Set problem 1 >> Translate this sentence from the mailing-list thread about Flink memory settings into Spanish: "So technically, Flink should have always set the "-Xmx"."

>
> Assuming no -Xmx is set, the doc above says 1/4 of physical memory i.e
> 29GB will be used.
>

This is true.

So, if I can set env.java.opts: "-Xmx102g" in flink-conf.yaml, I am
> assuming the heap max of 102Gb will be used in the N/w mem calculation.
> Is that the right way to set env.java.opts ??
>

I cannot be sure. I just checked, and it seems even for Mesos the "-Xmx"
should be set. So technically, Flink should have always set the "-Xmx". If
you are using a custom shell script for launching task manager processes,
then I cannot tell whether "env.java.opts" works for you.

Thank you~

Xintong Song



On Fri, Jun 12, 2020 at 5:33 PM Vijay Balakrishnan <bvija...@gmail.com>
wrote:

> Hi Xintong,
> Just to be clear. I haven't set any -Xmx -i will check our scripts again.
> Assuming no -Xmx is set, the doc above says 1/4 of physical memory i.e
> 29GB will be used.
>
> So, if I can set env.java.opts: "-Xmx102g" in flink-conf.yaml, I am
> assuming the heap max of 102Gb will be used in the N/w mem calculation.
> Is that the right way to set env.java.opts ??
> TIA,
> Vijay
>
> On Fri, Jun 12, 2020 at 1:49 AM Xintong Song <tonysong...@gmail.com>
> wrote:
>
>> Flink should have calculated the heap size and set the -Xms, according to
>> the equations I mentioned. So if you haven't set an customized -Xmx that
>> overwrites this, it should not use the default 1.4 of physical memory.
>>>
>>>
>>>    - Standalone: jvmHeap = total * (1 - networkFraction) = 102 GB * (1
>>>    - 0.48) = 53 GB
>>>    - On Yarn: jvmHeap = (total - Max(cutoff-min, total * cutoff-ratio))
>>>    * (1 - networkFraction) = (102GB - Max(600MB, 102GB * 0.25)) * (1 - 
>>> 0.48) =
>>>    40.6GB
>>>
>>>
>> Are you running Flink on Mesos? I think Flink has not automatically set
>> -Xmx on Mesos.
>>
>>
>> BTW, from your screenshot the physical memory is 123GB, so 1/4 of that is
>> much closer to 29GB if we consider there are some rounding errors and
>> accuracy loss.
>>
>>
>> Thank you~
>>
>> Xintong Song
>>
>>
>>
>> On Fri, Jun 12, 2020 at 4:33 PM Vijay Balakrishnan <bvija...@gmail.com>
>> wrote:
>>
>>> Thx, Xintong for a great answer. Much appreciated.
>>>
>>> https://ci.apache.org/projects/flink/flink-docs-release-1.9/ops/mem_setup.html#jvm-heap
>>>
>>>
>>> Max heap: if -Xmx is set then it is its value else ΒΌ of physical
>>> machine memory estimated by the JVM
>>>
>>> No -Xmx is set.So, 1/4 of 102GB  = 25.5GB but not sure about the 29GB
>>> figure.

Input for this task >>
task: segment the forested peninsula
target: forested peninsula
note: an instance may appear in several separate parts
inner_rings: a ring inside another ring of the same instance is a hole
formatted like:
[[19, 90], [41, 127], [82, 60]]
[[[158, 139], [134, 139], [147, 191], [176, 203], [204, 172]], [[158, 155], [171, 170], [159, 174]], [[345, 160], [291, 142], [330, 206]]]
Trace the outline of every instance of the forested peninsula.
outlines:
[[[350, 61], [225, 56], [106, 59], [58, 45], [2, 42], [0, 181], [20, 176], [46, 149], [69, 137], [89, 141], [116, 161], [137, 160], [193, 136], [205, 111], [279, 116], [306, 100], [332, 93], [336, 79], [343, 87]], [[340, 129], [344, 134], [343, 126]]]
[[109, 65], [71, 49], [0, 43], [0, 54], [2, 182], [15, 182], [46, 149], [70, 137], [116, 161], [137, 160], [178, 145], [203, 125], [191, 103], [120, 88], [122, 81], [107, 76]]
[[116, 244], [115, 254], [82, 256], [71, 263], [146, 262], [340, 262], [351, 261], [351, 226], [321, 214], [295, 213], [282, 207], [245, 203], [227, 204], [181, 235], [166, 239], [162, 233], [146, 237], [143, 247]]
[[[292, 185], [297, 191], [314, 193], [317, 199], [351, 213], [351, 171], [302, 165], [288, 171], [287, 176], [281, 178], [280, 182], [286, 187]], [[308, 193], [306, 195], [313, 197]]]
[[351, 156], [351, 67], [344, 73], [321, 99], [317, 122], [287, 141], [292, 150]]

Set problem 2 >> Swap "instance" for "object" in the rows from the first row through the row containing "237], [143, 247]]", inclusive. Return only those rows, with everything else in them unchanged.

Exercise answer 1 >> Así que, técnicamente, Flink siempre debería haber establecido el "-Xmx".

Exercise answer 2 >>
task: segment the forested peninsula
target: forested peninsula
note: an object may appear in several separate parts
inner_rings: a ring inside another ring of the same object is a hole
formatted like:
[[19, 90], [41, 127], [82, 60]]
[[[158, 139], [134, 139], [147, 191], [176, 203], [204, 172]], [[158, 155], [171, 170], [159, 174]], [[345, 160], [291, 142], [330, 206]]]
Trace the outline of every object of the forested peninsula.
outlines:
[[[350, 61], [225, 56], [106, 59], [58, 45], [2, 42], [0, 181], [20, 176], [46, 149], [69, 137], [89, 141], [116, 161], [137, 160], [193, 136], [205, 111], [279, 116], [306, 100], [332, 93], [336, 79], [343, 87]], [[340, 129], [344, 134], [343, 126]]]
[[109, 65], [71, 49], [0, 43], [0, 54], [2, 182], [15, 182], [46, 149], [70, 137], [116, 161], [137, 160], [178, 145], [203, 125], [191, 103], [120, 88], [122, 81], [107, 76]]
[[116, 244], [115, 254], [82, 256], [71, 263], [146, 262], [340, 262], [351, 261], [351, 226], [321, 214], [295, 213], [282, 207], [245, 203], [227, 204], [181, 235], [166, 239], [162, 233], [146, 237], [143, 247]]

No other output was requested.